**GIVEN REQUEST:** Please arrange every line of the entries below as a numbered list, skipping blank lines and leaving out the pictures.

==========

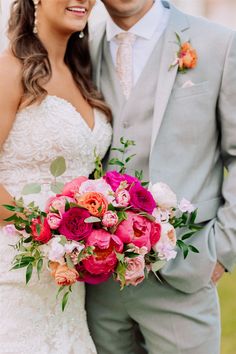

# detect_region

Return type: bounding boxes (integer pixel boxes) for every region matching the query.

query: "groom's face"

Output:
[102,0,154,19]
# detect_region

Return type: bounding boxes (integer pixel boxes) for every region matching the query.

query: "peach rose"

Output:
[77,192,108,217]
[179,42,198,70]
[50,262,79,286]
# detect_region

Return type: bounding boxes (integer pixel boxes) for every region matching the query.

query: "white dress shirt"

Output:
[106,0,170,85]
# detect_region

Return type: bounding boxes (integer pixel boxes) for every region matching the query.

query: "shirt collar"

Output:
[106,0,165,42]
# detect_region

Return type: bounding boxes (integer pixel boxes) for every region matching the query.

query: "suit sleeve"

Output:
[214,32,236,271]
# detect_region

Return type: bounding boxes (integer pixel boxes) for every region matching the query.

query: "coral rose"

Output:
[61,176,88,198]
[31,217,52,243]
[179,42,198,70]
[45,195,75,215]
[59,207,93,241]
[77,192,108,217]
[102,210,119,227]
[50,262,79,286]
[115,211,160,251]
[103,171,138,192]
[76,265,112,285]
[82,229,123,275]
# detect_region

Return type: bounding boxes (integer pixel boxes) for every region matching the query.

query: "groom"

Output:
[87,0,236,354]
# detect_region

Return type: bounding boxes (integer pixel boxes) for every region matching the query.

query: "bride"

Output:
[0,0,111,354]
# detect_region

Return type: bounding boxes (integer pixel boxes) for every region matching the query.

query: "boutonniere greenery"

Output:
[169,33,198,74]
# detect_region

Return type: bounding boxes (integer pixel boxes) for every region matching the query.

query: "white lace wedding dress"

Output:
[0,96,112,354]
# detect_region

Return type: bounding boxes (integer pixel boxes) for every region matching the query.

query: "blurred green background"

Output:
[218,272,236,354]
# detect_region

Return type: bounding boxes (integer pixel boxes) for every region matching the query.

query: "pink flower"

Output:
[116,189,130,207]
[45,195,75,215]
[59,207,92,241]
[122,256,145,286]
[62,176,88,198]
[153,223,177,261]
[47,237,65,264]
[82,229,123,275]
[47,213,61,230]
[79,178,114,203]
[103,171,138,192]
[102,211,119,227]
[178,198,195,213]
[129,183,156,214]
[31,217,52,243]
[75,265,112,285]
[116,211,160,251]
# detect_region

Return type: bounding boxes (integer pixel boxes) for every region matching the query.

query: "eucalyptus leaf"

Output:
[152,261,167,273]
[50,156,66,177]
[61,291,70,312]
[37,258,43,278]
[26,263,33,284]
[21,183,41,195]
[51,182,64,194]
[66,254,74,269]
[188,245,200,253]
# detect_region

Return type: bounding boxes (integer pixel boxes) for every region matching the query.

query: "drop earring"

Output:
[33,0,39,34]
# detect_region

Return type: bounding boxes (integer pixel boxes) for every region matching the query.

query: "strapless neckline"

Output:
[17,95,98,133]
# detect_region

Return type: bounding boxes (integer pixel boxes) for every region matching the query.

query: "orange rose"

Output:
[179,42,198,70]
[50,262,79,286]
[77,192,108,217]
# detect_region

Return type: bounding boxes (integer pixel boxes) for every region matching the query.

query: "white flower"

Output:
[149,182,177,209]
[178,198,195,213]
[64,241,85,254]
[152,208,170,223]
[79,178,114,203]
[153,223,177,261]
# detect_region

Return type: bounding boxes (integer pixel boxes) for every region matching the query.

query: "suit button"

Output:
[123,121,129,129]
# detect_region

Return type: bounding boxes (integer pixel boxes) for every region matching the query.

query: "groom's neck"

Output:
[107,0,154,31]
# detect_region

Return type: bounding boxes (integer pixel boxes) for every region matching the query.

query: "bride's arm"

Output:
[0,53,23,223]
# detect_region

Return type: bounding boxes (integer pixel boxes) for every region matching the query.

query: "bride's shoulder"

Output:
[0,50,22,80]
[0,51,22,103]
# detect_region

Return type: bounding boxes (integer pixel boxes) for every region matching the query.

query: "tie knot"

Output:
[116,32,136,45]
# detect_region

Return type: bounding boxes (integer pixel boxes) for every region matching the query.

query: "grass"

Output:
[218,272,236,354]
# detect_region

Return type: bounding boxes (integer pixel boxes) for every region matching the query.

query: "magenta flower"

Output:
[82,229,123,275]
[129,183,156,214]
[59,207,92,241]
[103,171,138,192]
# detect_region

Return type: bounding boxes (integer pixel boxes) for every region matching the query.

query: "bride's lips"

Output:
[66,6,88,17]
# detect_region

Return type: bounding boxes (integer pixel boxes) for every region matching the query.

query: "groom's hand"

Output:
[211,262,225,285]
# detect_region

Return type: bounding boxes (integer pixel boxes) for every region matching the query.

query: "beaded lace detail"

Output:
[0,96,112,354]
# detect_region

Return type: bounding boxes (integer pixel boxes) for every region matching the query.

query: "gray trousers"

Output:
[86,274,220,354]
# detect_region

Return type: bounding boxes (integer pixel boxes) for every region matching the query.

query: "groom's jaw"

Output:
[102,0,154,31]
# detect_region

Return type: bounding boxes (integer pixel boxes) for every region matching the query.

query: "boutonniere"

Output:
[169,33,198,74]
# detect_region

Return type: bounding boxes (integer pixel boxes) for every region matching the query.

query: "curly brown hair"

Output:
[8,0,111,120]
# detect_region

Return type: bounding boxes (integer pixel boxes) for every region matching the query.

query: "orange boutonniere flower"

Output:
[169,33,198,74]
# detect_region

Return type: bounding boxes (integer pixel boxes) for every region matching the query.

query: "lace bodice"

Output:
[0,96,112,354]
[0,96,111,195]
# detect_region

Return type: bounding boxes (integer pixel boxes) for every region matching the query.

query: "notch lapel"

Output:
[151,2,190,153]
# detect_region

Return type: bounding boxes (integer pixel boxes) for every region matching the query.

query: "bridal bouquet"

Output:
[5,139,199,310]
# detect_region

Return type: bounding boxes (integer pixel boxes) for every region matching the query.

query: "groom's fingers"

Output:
[211,262,225,284]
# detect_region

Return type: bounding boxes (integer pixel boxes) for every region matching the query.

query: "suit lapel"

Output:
[151,2,190,152]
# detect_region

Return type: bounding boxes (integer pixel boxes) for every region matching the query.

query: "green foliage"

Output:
[21,183,41,195]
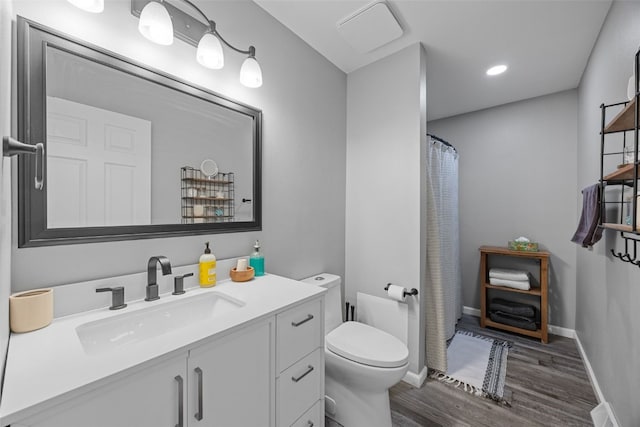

==========

**WRITTEN ANSWER:**
1. # detect_region
2. Return type: bounding boxes (integer pixel boxes) for every region matching the query.
3. query: "groom's face"
4. Output:
5. [102,0,154,19]
6. # detect_region
7. Return type: bounding boxes (integer pixel boxes) for every region matching the query.
8. query: "peach rose"
9. Output:
10. [77,192,108,217]
11. [179,42,198,70]
12. [50,262,79,286]
13. # detect_region
14. Return type: bounding boxes (integer pixel boxes) for every region matching the query.
15. query: "white dress shirt"
16. Output:
17. [106,0,170,85]
18. # detect_region
19. Return type: bounding boxes (integer pixel boxes) for every region matching the query.
20. query: "shirt collar"
21. Output:
22. [106,0,165,42]
23. # detect_region
24. Return type: bounding boxes (integer pixel boxes) for every region matching the query.
25. query: "suit sleeve"
26. Output:
27. [214,32,236,271]
28. # detect_region
29. Return type: bounding boxes (integer pixel boxes) for every region matching the query.
30. query: "coral rose"
31. Output:
32. [61,176,88,198]
33. [31,217,52,243]
34. [179,42,198,70]
35. [45,195,75,215]
36. [59,207,93,241]
37. [77,192,108,217]
38. [102,210,119,227]
39. [50,262,79,286]
40. [115,211,160,251]
41. [103,171,138,192]
42. [76,265,112,285]
43. [82,229,123,275]
44. # detect_region
45. Return type: bounding boxes (integer pixel boxes) for every region matching the query.
46. query: "groom"
47. Output:
48. [87,0,236,354]
49. # detect_region
50. Return type: bounding boxes (integer pixel boxes) for every region matching the query.
51. query: "bride"
52. Output:
53. [0,0,111,354]
54. # detect_region
55. Return type: bounding boxes (integer pixel boxes) for every region matching the query.
56. query: "boutonniere greenery"
57. Output:
58. [169,33,198,74]
59. # detect_region
60. Return type: bounding boxes (integer pixel boxes) for every region matching the query.
61. query: "white lace wedding dress"
62. Output:
63. [0,96,112,354]
64. # detect_region
65. Return type: bounding boxes (integer pixel boxes) for every region matching the query.
66. query: "blurred green background"
67. Output:
68. [218,272,236,354]
69. # detect_region
70. Return type: bounding boxes (integer pixel boxes) for every region matching the query.
71. query: "pink flower"
72. Output:
73. [116,189,130,207]
74. [45,195,75,215]
75. [59,207,92,241]
76. [122,256,145,286]
77. [62,176,88,198]
78. [153,223,177,261]
79. [47,237,65,264]
80. [82,229,123,275]
81. [47,213,61,230]
82. [79,178,114,203]
83. [103,171,138,192]
84. [102,211,119,227]
85. [178,198,195,213]
86. [129,183,156,214]
87. [31,217,52,243]
88. [75,265,112,285]
89. [116,211,160,251]
90. # detect_region
91. Return type: bounding boxes (integer pixel boxes) for every region matching the query.
92. query: "eucalyptus leaf"
93. Output:
94. [152,261,167,273]
95. [50,156,66,177]
96. [61,291,70,312]
97. [37,258,43,278]
98. [26,263,33,284]
99. [21,183,41,195]
100. [51,182,64,194]
101. [66,254,74,269]
102. [188,245,200,253]
103. # detect_region
104. Return type: bounding boxes (integer pixel boxes) for every region matching the query.
105. query: "drop earring"
106. Output:
107. [33,0,39,34]
108. # detect_region
109. Return type: bounding boxes (integer pixel boxes) for every region matching the query.
110. query: "strapless neckline"
111. Output:
112. [17,95,98,133]
113. # detect_region
114. Return type: bounding boxes (integer pixel boxes) for every region matching the query.
115. query: "orange rose"
116. Output:
117. [179,42,198,70]
118. [50,262,79,286]
119. [77,192,108,217]
120. # detect_region
121. Return type: bounding boxes (integer pixel boxes) for every region matching the query.
122. query: "white flower"
123. Output:
124. [149,182,177,209]
125. [178,198,195,213]
126. [64,241,85,254]
127. [152,208,170,223]
128. [79,178,114,203]
129. [153,223,177,261]
130. # detect_region
131. Return type: bounding boxes (integer pixel boxes) for every region matching the query.
132. query: "suit button"
133. Output:
134. [123,121,129,129]
135. # detect_region
136. Return type: bounding boxes (integer pixel boxes) for every region matching the query.
137. query: "groom's neck"
138. Output:
139. [107,0,154,31]
140. # detect_region
141. Return type: bounding boxes (integer pixel boxes) for every region matching the query.
142. query: "bride's arm"
143. Output:
144. [0,53,23,223]
145. # detect_region
146. Return type: bounding boxes (integer pixel boxes) for every region matching the query.
147. query: "bride's shoulder"
148. Output:
149. [0,50,22,80]
150. [0,51,22,103]
151. # detect_region
152. Return type: bounding boxes (integer pixel boxes) for every region matching the query.
153. query: "tie knot"
154. Output:
155. [116,32,136,45]
156. # detect_region
157. Return type: bounding boxes (integer pixel boxes) for every region matching the query.
158. query: "grass"
159. Output:
160. [218,272,236,354]
161. # detect_region
162. Return type: bounding boxes (integer pixel boxes) for every region matching the query.
163. query: "magenta flower"
164. Output:
165. [82,229,123,275]
166. [129,183,156,214]
167. [59,207,92,241]
168. [103,171,138,192]
169. # detect_region
170. Return type: bounding boxes (integer pixel boxes) for every region matching the query.
171. query: "bride's lips"
172. Output:
173. [66,6,88,17]
174. # detect_region
175. Return type: bounding boxes (integer pixel boxes) for every region matching the query.
176. query: "groom's hand"
177. Output:
178. [211,262,225,285]
179. # detect_region
180. Return type: bounding boxes (integer pixel boxes) for every region matching the query.
181. query: "beaded lace detail"
182. Output:
183. [0,96,112,354]
184. # detect_region
185. Return type: bounding boxes (integer pixel boxes) for every region matching the query.
186. query: "gray trousers"
187. Output:
188. [86,274,220,354]
189. # detect_region
190. Return type: bounding boxes (integer pixel boxes) for every region matching the query.
191. query: "groom's jaw"
192. Output:
193. [102,0,154,31]
194. # detect_region
195. Return type: bounding boxes (integer pixel boxes) for every region matching the query.
196. query: "boutonniere"
197. Output:
198. [169,33,198,74]
199. # detect_region
200. Return type: bounding boxes (integer pixel boxes) for every region matching the query.
201. query: "curly brown hair"
202. Output:
203. [8,0,111,120]
204. # detect_region
205. Return type: bounding boxes (integer pixel boxes) for every region matching the query.
206. query: "orange boutonniere flower"
207. Output:
208. [169,33,198,74]
209. # detect_region
210. Return type: bounding boxes (integer pixel boxes) for every region matching the query.
211. query: "lace bodice"
212. Output:
213. [0,96,112,354]
214. [0,96,111,195]
215. # detect_region
216. Return type: bounding boxes (integer pixel boxes) for every region matching the query.
217. query: "notch lapel"
218. Output:
219. [151,2,190,153]
220. # detect_region
221. Return type: bounding boxes (integer pixel boxes) for every region matching the query.
222. query: "bridal bouquet"
223. Output:
224. [5,139,199,310]
225. # detect_region
226. Return type: bounding boxes (integer pixel boxes) for every region matching the query.
227. query: "groom's fingers"
228. Output:
229. [211,262,225,284]
230. # detect_region
231. Return type: bounding boxes (integer pixel boxes) for every region matching the query.
232. query: "suit lapel"
233. Output:
234. [151,2,190,152]
235. # detect_region
236. Return type: bounding boxes (integer pixel boxes) for every region matching the query.
237. query: "green foliage"
238. Output:
239. [21,183,41,195]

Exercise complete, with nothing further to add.